◆ WHAT TO DO
Pictures in the entries below are excluded; copy only the lines from the one containing "Query: blurred background flower" to the one containing "Query: arena ceiling", both included.
+++ RECORDS TO PROCESS +++
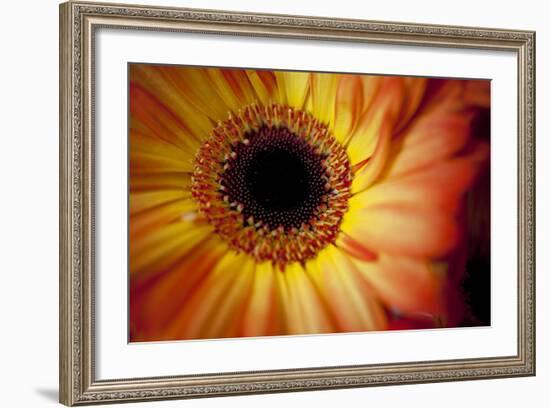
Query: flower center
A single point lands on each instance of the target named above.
(274, 183)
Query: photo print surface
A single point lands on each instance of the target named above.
(268, 203)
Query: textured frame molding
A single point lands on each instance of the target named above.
(78, 22)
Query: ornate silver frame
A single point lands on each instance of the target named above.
(78, 22)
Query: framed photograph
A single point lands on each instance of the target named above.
(256, 203)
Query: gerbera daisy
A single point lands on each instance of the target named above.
(270, 203)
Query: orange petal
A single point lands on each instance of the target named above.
(262, 315)
(380, 117)
(264, 84)
(438, 187)
(352, 302)
(215, 306)
(294, 86)
(432, 138)
(478, 93)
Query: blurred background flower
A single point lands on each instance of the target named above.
(270, 203)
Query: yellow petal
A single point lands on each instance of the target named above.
(160, 181)
(151, 155)
(160, 82)
(212, 308)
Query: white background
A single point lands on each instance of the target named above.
(28, 216)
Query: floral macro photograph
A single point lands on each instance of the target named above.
(268, 203)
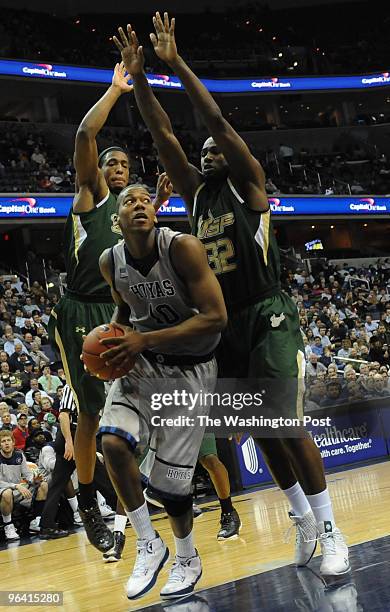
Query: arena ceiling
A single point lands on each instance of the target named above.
(75, 7)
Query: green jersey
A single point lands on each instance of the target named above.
(240, 244)
(87, 235)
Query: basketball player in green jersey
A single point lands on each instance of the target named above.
(91, 227)
(229, 212)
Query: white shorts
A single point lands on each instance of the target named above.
(128, 414)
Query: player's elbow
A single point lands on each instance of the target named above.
(218, 320)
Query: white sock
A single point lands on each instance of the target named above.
(185, 546)
(73, 503)
(321, 506)
(140, 519)
(120, 523)
(100, 498)
(298, 500)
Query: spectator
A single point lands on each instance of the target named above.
(13, 468)
(20, 432)
(49, 382)
(313, 367)
(34, 384)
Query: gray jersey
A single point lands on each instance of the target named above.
(160, 299)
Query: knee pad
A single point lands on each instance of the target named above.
(177, 507)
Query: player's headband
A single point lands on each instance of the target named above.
(104, 153)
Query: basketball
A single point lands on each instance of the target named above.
(92, 349)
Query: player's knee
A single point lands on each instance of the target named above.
(211, 463)
(6, 497)
(115, 447)
(177, 507)
(87, 423)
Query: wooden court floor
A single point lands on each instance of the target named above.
(361, 498)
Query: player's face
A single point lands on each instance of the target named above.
(116, 170)
(136, 210)
(213, 163)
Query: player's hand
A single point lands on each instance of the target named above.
(132, 53)
(122, 348)
(120, 79)
(163, 40)
(69, 450)
(24, 491)
(163, 191)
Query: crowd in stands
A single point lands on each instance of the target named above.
(247, 36)
(344, 313)
(345, 322)
(28, 163)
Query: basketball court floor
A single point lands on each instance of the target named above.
(254, 572)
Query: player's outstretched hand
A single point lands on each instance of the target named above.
(132, 53)
(124, 347)
(163, 40)
(120, 79)
(163, 191)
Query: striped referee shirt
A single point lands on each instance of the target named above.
(68, 405)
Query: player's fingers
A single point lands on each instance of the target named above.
(153, 39)
(117, 43)
(122, 36)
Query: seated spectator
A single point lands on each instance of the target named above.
(317, 347)
(370, 326)
(36, 354)
(29, 307)
(13, 471)
(333, 394)
(48, 382)
(34, 384)
(20, 432)
(46, 408)
(313, 367)
(16, 362)
(49, 424)
(332, 371)
(6, 422)
(349, 373)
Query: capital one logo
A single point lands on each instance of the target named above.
(249, 455)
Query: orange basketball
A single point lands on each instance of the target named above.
(92, 350)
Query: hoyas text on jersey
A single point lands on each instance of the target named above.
(153, 290)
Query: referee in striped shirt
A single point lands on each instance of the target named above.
(63, 470)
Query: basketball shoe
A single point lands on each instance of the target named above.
(183, 576)
(152, 555)
(115, 554)
(305, 537)
(334, 550)
(99, 535)
(230, 525)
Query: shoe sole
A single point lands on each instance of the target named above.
(151, 584)
(337, 573)
(309, 559)
(185, 592)
(153, 502)
(233, 537)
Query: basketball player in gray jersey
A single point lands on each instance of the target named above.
(164, 288)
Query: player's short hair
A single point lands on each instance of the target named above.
(4, 433)
(105, 151)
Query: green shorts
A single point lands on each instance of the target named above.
(70, 320)
(208, 446)
(264, 341)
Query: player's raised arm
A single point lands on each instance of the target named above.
(246, 171)
(185, 177)
(90, 184)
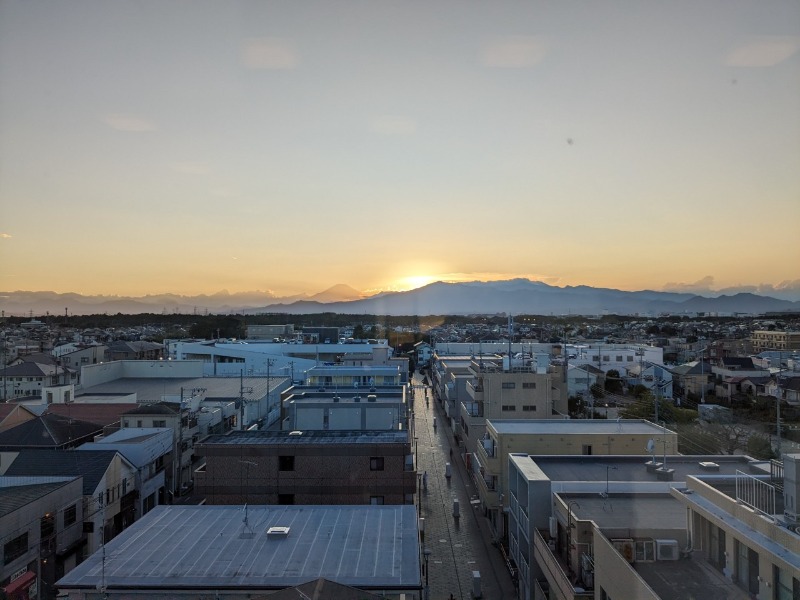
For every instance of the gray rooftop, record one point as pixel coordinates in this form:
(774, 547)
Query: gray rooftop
(309, 437)
(571, 426)
(201, 547)
(629, 511)
(632, 468)
(153, 389)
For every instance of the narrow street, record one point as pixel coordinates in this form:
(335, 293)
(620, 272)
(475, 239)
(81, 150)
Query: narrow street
(458, 545)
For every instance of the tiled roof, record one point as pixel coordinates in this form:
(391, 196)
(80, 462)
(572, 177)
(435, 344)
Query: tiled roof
(92, 465)
(106, 413)
(157, 408)
(16, 496)
(47, 431)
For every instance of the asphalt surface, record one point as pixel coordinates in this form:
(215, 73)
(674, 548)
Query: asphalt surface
(458, 546)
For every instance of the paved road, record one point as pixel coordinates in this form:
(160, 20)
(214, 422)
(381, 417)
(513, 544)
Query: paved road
(458, 545)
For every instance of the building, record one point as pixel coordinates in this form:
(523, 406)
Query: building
(109, 491)
(377, 408)
(509, 389)
(241, 551)
(26, 379)
(150, 451)
(41, 526)
(308, 467)
(269, 332)
(584, 437)
(775, 340)
(692, 378)
(121, 350)
(746, 526)
(613, 526)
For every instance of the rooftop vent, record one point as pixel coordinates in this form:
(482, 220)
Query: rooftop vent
(709, 466)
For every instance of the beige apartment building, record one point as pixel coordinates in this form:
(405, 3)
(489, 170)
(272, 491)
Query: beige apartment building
(775, 340)
(524, 389)
(610, 527)
(559, 437)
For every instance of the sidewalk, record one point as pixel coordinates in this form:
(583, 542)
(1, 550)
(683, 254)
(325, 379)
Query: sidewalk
(458, 545)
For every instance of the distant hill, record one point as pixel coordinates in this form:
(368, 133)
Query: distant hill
(523, 296)
(515, 296)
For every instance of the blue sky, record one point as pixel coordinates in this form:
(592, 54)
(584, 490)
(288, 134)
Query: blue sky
(190, 147)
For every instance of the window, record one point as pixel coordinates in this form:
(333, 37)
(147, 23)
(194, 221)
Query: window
(47, 525)
(15, 548)
(70, 515)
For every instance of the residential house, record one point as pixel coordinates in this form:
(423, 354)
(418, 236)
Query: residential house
(252, 550)
(109, 490)
(586, 437)
(150, 451)
(41, 527)
(306, 467)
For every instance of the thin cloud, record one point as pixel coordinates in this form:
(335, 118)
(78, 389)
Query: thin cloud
(131, 123)
(190, 168)
(514, 52)
(393, 125)
(268, 53)
(763, 51)
(701, 285)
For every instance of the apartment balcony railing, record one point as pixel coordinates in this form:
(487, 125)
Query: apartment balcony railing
(554, 570)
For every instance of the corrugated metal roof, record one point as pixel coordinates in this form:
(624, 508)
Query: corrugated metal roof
(308, 437)
(192, 547)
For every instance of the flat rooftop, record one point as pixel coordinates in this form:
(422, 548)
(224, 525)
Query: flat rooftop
(632, 468)
(576, 426)
(310, 437)
(629, 511)
(213, 547)
(149, 389)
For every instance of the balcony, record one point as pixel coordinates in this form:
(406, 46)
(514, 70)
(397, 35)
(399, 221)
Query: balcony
(555, 570)
(489, 459)
(475, 390)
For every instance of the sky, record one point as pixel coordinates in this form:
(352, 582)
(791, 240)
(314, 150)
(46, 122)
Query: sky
(191, 147)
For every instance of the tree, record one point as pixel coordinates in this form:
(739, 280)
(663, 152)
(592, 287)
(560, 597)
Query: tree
(613, 382)
(694, 439)
(731, 436)
(760, 447)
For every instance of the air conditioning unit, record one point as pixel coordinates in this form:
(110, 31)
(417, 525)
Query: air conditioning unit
(667, 550)
(625, 548)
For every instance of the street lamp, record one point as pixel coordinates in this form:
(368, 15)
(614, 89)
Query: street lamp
(427, 553)
(570, 525)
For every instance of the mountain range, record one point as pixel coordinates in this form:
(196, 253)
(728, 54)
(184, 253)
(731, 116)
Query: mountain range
(515, 296)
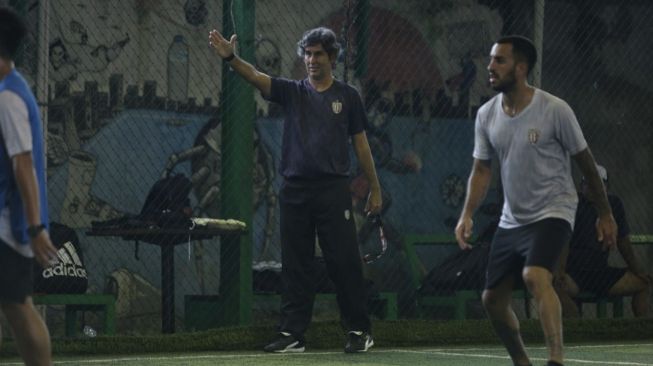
+++
◆ WRITTEN REPLY
Query: blurred background flower
A single point lands on each instance of the target named above.
(270, 203)
Query: yellow petal
A single point lands on each instance of the target named above.
(160, 181)
(151, 155)
(160, 82)
(212, 308)
Query: white background
A single point lands on each instance of the target named above.
(28, 216)
Query: floral macro photograph
A single point lands on each instance of the target named above.
(268, 203)
Query: arena ceiling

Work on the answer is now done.